Your assignment: All lines from the opening of the entries below through the line containing "x=569 y=459" must be output exactly as they appear, with no other lines.

Data records:
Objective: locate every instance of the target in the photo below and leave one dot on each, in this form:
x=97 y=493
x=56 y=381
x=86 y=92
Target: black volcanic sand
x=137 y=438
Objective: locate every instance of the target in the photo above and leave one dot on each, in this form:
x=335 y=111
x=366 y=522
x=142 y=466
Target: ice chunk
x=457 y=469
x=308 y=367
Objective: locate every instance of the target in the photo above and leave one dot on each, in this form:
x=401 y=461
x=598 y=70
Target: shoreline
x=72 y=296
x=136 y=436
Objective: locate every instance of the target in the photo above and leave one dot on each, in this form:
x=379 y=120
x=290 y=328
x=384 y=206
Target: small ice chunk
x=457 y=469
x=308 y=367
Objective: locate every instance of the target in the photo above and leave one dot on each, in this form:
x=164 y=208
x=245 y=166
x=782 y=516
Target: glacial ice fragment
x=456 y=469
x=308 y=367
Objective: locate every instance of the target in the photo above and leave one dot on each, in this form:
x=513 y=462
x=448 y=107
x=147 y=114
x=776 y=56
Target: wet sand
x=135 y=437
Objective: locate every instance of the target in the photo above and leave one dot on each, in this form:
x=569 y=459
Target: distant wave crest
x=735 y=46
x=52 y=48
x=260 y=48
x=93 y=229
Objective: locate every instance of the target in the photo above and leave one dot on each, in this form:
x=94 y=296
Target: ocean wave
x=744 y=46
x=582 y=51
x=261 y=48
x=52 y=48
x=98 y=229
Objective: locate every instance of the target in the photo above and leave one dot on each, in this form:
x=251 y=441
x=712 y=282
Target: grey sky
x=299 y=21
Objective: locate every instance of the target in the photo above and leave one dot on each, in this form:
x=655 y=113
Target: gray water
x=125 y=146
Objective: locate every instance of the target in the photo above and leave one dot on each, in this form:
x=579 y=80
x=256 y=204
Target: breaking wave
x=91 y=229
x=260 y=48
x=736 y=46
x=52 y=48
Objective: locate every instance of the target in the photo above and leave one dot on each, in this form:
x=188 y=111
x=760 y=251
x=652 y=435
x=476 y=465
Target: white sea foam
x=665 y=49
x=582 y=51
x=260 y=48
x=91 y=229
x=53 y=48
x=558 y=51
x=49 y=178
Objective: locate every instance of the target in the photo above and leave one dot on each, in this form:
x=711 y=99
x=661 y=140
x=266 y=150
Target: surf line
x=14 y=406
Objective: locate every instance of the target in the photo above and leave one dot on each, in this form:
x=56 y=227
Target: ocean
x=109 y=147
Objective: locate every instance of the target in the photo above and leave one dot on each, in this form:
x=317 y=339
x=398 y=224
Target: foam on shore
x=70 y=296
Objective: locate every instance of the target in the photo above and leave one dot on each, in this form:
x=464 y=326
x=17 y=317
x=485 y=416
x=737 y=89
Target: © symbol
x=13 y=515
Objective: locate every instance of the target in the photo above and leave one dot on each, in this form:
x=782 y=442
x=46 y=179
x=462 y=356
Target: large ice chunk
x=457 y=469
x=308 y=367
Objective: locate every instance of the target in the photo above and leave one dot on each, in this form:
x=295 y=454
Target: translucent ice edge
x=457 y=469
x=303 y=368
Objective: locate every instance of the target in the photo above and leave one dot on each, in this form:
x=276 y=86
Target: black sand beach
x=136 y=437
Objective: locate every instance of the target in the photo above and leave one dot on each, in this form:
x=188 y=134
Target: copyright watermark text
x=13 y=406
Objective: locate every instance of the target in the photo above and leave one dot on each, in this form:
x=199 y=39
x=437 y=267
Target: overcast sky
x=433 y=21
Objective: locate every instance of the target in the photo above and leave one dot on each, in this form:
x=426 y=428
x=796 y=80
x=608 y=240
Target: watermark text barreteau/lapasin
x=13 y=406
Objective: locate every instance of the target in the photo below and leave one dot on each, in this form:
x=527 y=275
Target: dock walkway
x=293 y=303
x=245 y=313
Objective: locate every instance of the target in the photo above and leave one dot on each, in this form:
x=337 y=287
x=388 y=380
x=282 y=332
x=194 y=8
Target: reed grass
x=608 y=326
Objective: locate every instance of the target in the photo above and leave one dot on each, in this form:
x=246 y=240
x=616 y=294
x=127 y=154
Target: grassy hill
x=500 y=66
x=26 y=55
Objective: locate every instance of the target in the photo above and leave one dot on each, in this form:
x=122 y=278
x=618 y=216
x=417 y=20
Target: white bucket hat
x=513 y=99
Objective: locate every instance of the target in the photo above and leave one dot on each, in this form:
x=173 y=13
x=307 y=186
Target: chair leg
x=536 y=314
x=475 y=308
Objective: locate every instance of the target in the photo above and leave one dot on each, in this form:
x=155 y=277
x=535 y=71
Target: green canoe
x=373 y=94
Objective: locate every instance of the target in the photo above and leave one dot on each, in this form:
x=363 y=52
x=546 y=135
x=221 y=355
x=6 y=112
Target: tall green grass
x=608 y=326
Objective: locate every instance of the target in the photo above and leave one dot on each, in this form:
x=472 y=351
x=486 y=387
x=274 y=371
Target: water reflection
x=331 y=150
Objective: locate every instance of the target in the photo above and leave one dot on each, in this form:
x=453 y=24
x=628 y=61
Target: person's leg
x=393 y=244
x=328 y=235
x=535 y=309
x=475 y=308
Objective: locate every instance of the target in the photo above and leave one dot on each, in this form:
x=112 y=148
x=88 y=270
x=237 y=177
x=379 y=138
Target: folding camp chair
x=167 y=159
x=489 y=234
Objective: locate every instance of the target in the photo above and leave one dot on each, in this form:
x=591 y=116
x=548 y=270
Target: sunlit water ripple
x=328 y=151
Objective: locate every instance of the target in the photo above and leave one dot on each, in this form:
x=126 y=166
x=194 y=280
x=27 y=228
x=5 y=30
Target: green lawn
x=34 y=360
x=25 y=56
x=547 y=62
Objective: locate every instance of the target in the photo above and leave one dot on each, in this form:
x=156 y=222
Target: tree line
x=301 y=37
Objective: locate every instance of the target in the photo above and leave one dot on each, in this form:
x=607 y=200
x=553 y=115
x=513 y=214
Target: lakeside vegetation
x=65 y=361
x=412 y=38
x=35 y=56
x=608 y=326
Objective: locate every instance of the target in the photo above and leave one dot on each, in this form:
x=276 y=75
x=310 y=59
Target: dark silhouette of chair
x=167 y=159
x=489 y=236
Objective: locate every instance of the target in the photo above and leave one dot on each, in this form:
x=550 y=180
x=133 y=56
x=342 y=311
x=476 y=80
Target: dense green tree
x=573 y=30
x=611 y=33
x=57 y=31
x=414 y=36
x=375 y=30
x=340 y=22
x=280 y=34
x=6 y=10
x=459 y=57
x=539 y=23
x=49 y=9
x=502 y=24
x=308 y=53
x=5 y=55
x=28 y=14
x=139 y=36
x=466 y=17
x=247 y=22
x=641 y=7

Exercise solution:
Objective: locate every instance of the target in the photo below and leave one dot on each, in this form:
x=97 y=493
x=56 y=381
x=86 y=92
Target: black volcanic sand
x=137 y=438
Objective: locate every instance of the target in the photo above and leave one dot on each, in this form:
x=335 y=111
x=366 y=522
x=142 y=466
Target: ice chunk
x=457 y=469
x=308 y=367
Objective: locate every instance of the target in the photo above and leave one dot on each, in this form:
x=401 y=461
x=598 y=70
Target: shoreline
x=72 y=296
x=136 y=436
Objective: locate every instance of the target in the photo above and leave one dot on each, in this form:
x=379 y=120
x=290 y=328
x=384 y=206
Target: small ice chunk
x=457 y=469
x=308 y=367
Objective: locate every instance of the target in the photo above and leave one dot on each, in this form:
x=164 y=208
x=245 y=166
x=782 y=516
Target: glacial ice fragment
x=456 y=469
x=308 y=367
Objective: locate every instance of the target in the photo above and leave one dot on each, in this form:
x=513 y=462
x=448 y=107
x=147 y=114
x=776 y=56
Target: wet sand
x=135 y=437
Objective: locate every instance of the target in the photo above and leave one dot on each, in this form:
x=569 y=459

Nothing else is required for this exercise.